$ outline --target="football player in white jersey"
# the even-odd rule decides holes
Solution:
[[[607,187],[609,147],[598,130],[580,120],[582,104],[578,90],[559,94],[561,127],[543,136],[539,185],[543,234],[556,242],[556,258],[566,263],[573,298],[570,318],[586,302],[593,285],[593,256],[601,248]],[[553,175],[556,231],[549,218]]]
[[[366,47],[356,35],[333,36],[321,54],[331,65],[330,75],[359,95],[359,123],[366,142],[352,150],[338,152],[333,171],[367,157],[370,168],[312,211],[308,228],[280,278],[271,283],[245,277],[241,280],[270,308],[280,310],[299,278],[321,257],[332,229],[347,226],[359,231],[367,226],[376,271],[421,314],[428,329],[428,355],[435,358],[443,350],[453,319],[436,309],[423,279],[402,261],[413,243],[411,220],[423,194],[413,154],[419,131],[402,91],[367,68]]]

○ ○ ○

Przepisz wszystkie wpisy dokładnie, znak po znaku, bez żadnych zmian.

◆ ODPOWIEDŹ ◆
$ outline --target="football player in white jersey"
# the even-odd rule decides holes
Solution:
[[[607,187],[609,147],[598,130],[580,120],[582,104],[578,90],[559,94],[561,127],[543,136],[539,185],[543,234],[556,242],[556,258],[566,263],[573,298],[570,318],[586,302],[593,285],[593,256],[601,248]],[[553,175],[556,231],[549,218]]]
[[[366,47],[356,35],[333,36],[321,54],[331,65],[330,75],[359,95],[359,123],[366,142],[352,150],[338,152],[333,171],[367,157],[370,168],[312,211],[308,228],[280,278],[271,283],[245,277],[241,280],[270,308],[280,310],[299,278],[321,257],[332,229],[347,226],[359,231],[367,226],[376,271],[421,314],[428,329],[428,355],[435,358],[443,350],[453,319],[436,309],[423,279],[402,261],[413,243],[411,220],[423,194],[413,154],[419,131],[402,91],[367,68]]]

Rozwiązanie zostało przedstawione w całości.